* **DATA SUPPLIED**
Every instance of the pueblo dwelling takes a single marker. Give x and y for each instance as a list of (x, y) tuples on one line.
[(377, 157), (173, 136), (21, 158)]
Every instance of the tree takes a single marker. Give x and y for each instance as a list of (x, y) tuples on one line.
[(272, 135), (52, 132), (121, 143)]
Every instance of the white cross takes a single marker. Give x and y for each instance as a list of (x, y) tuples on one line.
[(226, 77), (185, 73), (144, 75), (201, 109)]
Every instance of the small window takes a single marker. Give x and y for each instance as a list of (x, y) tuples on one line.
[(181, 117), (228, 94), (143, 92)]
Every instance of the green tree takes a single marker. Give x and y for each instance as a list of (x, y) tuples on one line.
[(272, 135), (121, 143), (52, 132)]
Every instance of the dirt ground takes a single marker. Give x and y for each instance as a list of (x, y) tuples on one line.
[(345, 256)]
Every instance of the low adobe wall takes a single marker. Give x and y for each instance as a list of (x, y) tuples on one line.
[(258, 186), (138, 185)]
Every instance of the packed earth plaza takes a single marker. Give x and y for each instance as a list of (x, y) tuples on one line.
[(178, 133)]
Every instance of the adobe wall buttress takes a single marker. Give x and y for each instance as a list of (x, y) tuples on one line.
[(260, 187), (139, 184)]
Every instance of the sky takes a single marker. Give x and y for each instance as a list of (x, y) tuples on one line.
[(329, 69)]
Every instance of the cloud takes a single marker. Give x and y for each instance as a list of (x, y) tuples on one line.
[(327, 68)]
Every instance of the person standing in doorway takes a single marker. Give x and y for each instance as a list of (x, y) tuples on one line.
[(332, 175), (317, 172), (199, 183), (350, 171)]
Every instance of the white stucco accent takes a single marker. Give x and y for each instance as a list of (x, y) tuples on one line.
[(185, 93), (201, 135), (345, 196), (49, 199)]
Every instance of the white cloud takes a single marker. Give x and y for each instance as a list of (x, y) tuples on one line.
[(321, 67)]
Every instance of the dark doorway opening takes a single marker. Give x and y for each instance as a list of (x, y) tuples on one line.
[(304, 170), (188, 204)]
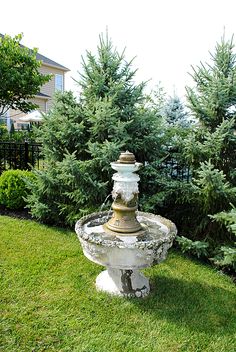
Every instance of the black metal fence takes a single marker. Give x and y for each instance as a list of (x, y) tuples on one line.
[(22, 156)]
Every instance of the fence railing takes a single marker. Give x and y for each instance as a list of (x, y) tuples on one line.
[(22, 156)]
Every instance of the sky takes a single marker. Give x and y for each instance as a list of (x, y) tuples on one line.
[(166, 37)]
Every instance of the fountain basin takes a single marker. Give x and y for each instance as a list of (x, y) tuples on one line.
[(125, 254)]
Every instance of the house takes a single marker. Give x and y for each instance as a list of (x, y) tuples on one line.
[(44, 98)]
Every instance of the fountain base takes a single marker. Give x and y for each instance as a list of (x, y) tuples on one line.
[(123, 282)]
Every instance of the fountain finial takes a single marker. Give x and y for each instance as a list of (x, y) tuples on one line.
[(125, 195), (126, 158)]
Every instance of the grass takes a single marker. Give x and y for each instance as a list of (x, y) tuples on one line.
[(49, 302)]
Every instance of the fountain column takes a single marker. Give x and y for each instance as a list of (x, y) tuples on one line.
[(124, 241)]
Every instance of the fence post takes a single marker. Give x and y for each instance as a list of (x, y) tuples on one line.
[(26, 155)]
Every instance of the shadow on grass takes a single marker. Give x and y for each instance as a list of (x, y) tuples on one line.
[(200, 307)]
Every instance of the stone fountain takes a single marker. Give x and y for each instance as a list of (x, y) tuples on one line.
[(125, 240)]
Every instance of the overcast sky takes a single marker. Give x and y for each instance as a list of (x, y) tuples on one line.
[(165, 36)]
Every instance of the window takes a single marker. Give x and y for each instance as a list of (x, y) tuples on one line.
[(59, 82)]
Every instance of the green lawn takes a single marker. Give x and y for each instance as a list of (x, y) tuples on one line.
[(49, 302)]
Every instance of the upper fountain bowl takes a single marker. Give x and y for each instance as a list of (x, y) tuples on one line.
[(123, 168)]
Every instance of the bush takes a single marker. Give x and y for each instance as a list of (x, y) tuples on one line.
[(197, 248), (14, 186)]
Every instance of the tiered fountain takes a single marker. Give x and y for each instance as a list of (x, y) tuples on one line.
[(125, 240)]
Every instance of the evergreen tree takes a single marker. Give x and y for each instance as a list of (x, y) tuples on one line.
[(175, 113), (80, 139), (211, 149)]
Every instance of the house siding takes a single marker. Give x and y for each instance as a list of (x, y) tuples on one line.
[(49, 87)]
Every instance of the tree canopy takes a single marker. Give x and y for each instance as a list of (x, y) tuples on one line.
[(19, 75)]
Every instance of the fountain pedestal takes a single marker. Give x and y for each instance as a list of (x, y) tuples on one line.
[(126, 240)]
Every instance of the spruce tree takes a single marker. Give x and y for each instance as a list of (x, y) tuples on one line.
[(211, 149), (81, 138)]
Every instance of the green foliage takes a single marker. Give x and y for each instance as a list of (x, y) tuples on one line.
[(14, 187), (215, 93), (175, 112), (226, 255), (81, 138), (197, 248), (225, 258), (63, 192), (213, 192), (19, 75)]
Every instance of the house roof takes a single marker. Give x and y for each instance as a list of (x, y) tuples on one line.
[(46, 60), (50, 62)]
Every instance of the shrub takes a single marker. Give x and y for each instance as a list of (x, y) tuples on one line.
[(197, 248), (14, 186)]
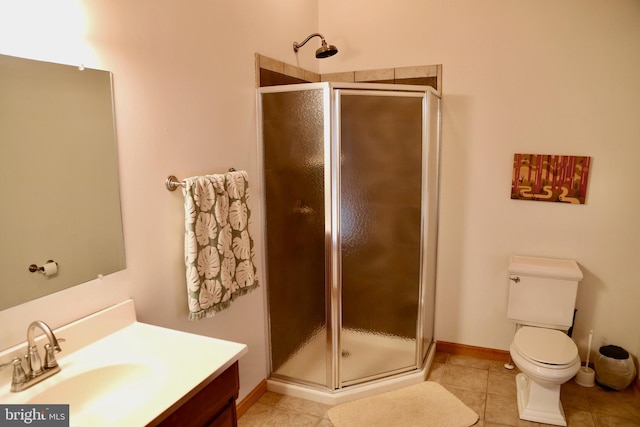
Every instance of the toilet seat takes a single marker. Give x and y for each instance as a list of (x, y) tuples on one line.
[(547, 348)]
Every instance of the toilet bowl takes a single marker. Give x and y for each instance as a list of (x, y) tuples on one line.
[(547, 358)]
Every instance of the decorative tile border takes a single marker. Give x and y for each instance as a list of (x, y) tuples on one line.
[(424, 74)]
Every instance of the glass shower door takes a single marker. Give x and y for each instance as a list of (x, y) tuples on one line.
[(380, 141), (295, 141)]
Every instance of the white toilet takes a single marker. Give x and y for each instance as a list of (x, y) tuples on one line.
[(542, 297)]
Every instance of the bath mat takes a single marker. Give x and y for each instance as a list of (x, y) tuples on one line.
[(427, 404)]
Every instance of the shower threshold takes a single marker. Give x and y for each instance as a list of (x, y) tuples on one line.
[(304, 373)]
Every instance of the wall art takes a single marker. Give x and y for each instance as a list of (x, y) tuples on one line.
[(550, 178)]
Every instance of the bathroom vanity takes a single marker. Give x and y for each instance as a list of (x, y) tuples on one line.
[(213, 404), (118, 371)]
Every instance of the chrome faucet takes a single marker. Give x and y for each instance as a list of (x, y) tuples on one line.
[(36, 371)]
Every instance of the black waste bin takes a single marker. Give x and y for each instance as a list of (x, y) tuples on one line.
[(614, 367)]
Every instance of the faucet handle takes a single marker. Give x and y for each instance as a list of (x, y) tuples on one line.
[(56, 345), (49, 358), (19, 375)]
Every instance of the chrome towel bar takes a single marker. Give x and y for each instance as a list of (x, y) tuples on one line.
[(172, 183)]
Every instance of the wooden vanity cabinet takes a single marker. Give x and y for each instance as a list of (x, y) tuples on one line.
[(211, 404)]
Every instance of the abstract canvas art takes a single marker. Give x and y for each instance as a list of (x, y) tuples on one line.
[(550, 178)]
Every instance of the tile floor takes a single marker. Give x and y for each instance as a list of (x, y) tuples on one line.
[(484, 385)]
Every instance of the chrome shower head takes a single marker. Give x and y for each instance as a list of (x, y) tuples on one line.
[(323, 51)]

* **TASK**
Rewrite each of the rows above, replacing "takes a single marker" with "receives one point" and changing nothing else. Leave the pictures out of your answer.

* **FINISHED EXERCISE**
Every instance of the pueblo dwelling receives one point. Give x and y for each instance as a list of (x, y) tuples on one line.
[(377, 157), (173, 136), (21, 158)]
Every instance of the tree receives one point. Give x and y for each instance as a list of (x, y) tuples on one line.
[(272, 135), (52, 132), (121, 143)]
Every instance of the white cross receives one point. Give x and y for each instance as a list of (x, y) tuples on one line.
[(226, 77), (185, 73), (144, 75), (201, 109)]
Every instance of the small window receives one point. Give x and y for each instance as a list of (x, y) tuples on one line.
[(181, 117), (228, 94), (143, 92)]
Every instance of the green tree receives one point. Give x and y for each instance as a list of (x, y) tuples on one line.
[(272, 135), (121, 143), (52, 132)]
Every instance of the dirt ground receives one point. Give x and y for each instance as a list of (x, y) tuples on one line.
[(345, 256)]
Every instance of the low adobe wall receives one point. Give x and y for each instance as a list of (x, y) tuples on one line.
[(258, 186), (138, 185)]
Every instance of the packed earth plaza receives one point. Give x and y for each instance as a list of (x, y) tuples on one line.
[(178, 133)]
Every instance of the adobe wall buttress receives one point. Give x and y for each instance as a list of (x, y) tuples on one line.
[(260, 187), (139, 184)]
Every instance of the sky receives one point. Give x and y for each instance as a list of (x, y) tuples on one line.
[(329, 69)]
Every instance of the cloud receives one point. Give x and y for each instance as a list of (x, y) tuples on one line.
[(327, 68)]
Every instance of the person standing in doorway receives one point. Give x and y for each instance as a list of (x, y) tuples on one line.
[(332, 175), (317, 172), (199, 183), (350, 171)]
Every instance of the white stucco accent receives one point. Give x and y for each instance as a list of (x, y) tuples on one line.
[(185, 93), (201, 135), (345, 196), (49, 199)]
Every instance of the white cloud receives one point. Give x and y for each instance as a list of (x, y) tuples on one line.
[(321, 67)]
Every instance of the dark doorway opening receives one point. Give x and y for each instance as a list of (x, y) tuples on one line.
[(304, 170), (188, 204)]
Every instance of the black metal fence receives one point. Give x and y for each instance as a list of (x, y) tuples on one line.
[(22, 156)]
Every instance of the fence railing receives one point. Give x and y for each instance as a list of (x, y) tuples on one line.
[(22, 156)]
Every instance of the sky receives one point. Give x and y for each instance as a list of (x, y) tuples on one line.
[(166, 37)]
Every instance of the fountain basin receives one point. Give x and y for each instance as a list of (x, y) tuples on one line.
[(125, 254)]
Every instance of the house receives one point. Give x and y for each instance as a list of (x, y) tuples on one line.
[(44, 98)]
Every instance of the fountain base receives one point. Give x and y for each instance as a list of (x, y) tuples on one line.
[(123, 282)]
Every instance of the fountain finial receives one point. Give x and y for each instance as a list of (x, y) tuples on one line.
[(125, 195), (126, 158)]
Every instance of the grass receives one point. Give x and y for each instance as a list of (x, y) tuples on one line.
[(49, 302)]
Every instance of the fountain column receives one point. Give x and y for each instance as a list of (x, y) tuples on one line.
[(124, 241)]
Every instance of the fence post receives one point. Give x and y for each instance as a list of (x, y) tuples on one line.
[(26, 155)]
Every instance of the shadow on grass receives one point. Give x and y for each instance as a list of (x, y) tuples on one line.
[(200, 307)]
Every instance of the stone fountain receives one point. Give x and y for each instance as a list of (x, y) tuples on one line.
[(125, 240)]
Every instance of the overcast sky receives one point. Give x and y for each instance as a list of (x, y) tuples on one line.
[(165, 36)]
Every instance of the window receives one point. Give x and y for each instance as a list of (x, y) tuples on one line.
[(59, 82)]
Every instance of the green lawn receives one point. Give x and y for each instance as a list of (x, y) tuples on one line.
[(49, 302)]
Every instance of the upper fountain bowl receives one point. Give x and y for each instance as a list of (x, y) tuples on one line.
[(123, 168)]
Every instance of the bush receives one point. Give x and y for each instance as a list of (x, y) tuples on one line.
[(197, 248), (14, 186)]
Every instance of the tiered fountain receives one point. Give x and y for each instance as a list of (x, y) tuples on one line.
[(125, 240)]
Every instance of the evergreen tree receives one point. Give x and y for each instance as a list of (x, y) tuples on one line.
[(175, 113), (80, 139), (211, 149)]
Every instance of the house siding receives one point. Give x and y for each instance as a list of (x, y) tuples on one line.
[(49, 87)]
Every instance of the tree canopy receives one point. Give x and y for each instance as a list of (x, y) tuples on one line.
[(19, 75)]
Every instance of the fountain pedestal receives one point. Give x and y for each instance as a list of (x, y) tuples on one line.
[(126, 240)]
Every instance of the spruce tree receives one point. Give x and y for each instance as a list of (x, y) tuples on one line.
[(211, 149), (81, 138)]
Every instance of the green foliage receives one point. Give x and y for each instance as a list of (x, y) tuples on one line.
[(14, 187), (215, 93), (175, 112), (226, 255), (81, 138), (197, 248), (225, 258), (63, 192), (213, 192), (19, 75)]
Every instance of the house roof receives one point. Give x and y for each instance as a list of (x, y) tuples on one line.
[(46, 60), (50, 62)]
Every instance of the shrub receives one point. Give x and y for each instance as a list of (x, y) tuples on one line.
[(197, 248), (14, 186)]
Every instance of the toilet seat receives one point. Give x and y for each instance as a list of (x, y) tuples on one line.
[(547, 348)]
Every instance of the toilet bowl receives one point. Give x and y for each instance as a list of (x, y) tuples on one line.
[(547, 358)]
Every instance of the decorative tile border receives one point. Give x and y for each instance as a list of (x, y) tuples on one line.
[(424, 74)]
Every instance of the glass shower door receives one point. Give x and y for each instance as a list of (x, y) tuples on one line.
[(380, 141), (295, 141)]
Every instance of the white toilet receives one point. Give x and y for each instance as a list of (x, y) tuples on one line.
[(542, 297)]
Every instance of the bath mat receives one point. Give x and y for each instance as a list of (x, y) tuples on one line.
[(427, 404)]
Every instance of the shower threshold receives one point. Give x and y for each instance as a list of (x, y) tuples on one line.
[(304, 373)]
Every instance of the wall art receives one point. Give x and y for each instance as a list of (x, y) tuples on one line.
[(550, 178)]
Every instance of the bathroom vanity receives one point. Give x and y for each instance as a list of (x, y) tuples on one line.
[(213, 404), (118, 371)]
Every instance of the chrome faucet receives one point. Give x and y for each instance as a list of (x, y) tuples on one line.
[(36, 371)]
Every instance of the black waste bin receives one point. Give x and y for each instance as a list of (x, y) tuples on one line.
[(614, 367)]
Every instance of the faucet handle receives one point. Give x and y for each instance as a list of (x, y) tuples on one line.
[(56, 345), (49, 358), (19, 375)]
Every instance of the chrome towel bar receives one point. Give x and y for each instance as a list of (x, y) tuples on one line.
[(172, 183)]
Every instance of the wooden vanity cabinet receives one point. Give x and y for each instance as a list of (x, y) tuples on one line.
[(211, 404)]
Every instance of the abstract canvas art receives one point. Give x and y for each instance as a list of (x, y) tuples on one line.
[(550, 178)]
Every instance of the tile floor receives one point. Give x and y for each instance as a list of (x, y) tuples on one line.
[(484, 385)]
Every instance of the chrome shower head receives one point. Give x and y for each instance as a list of (x, y) tuples on one line.
[(323, 51)]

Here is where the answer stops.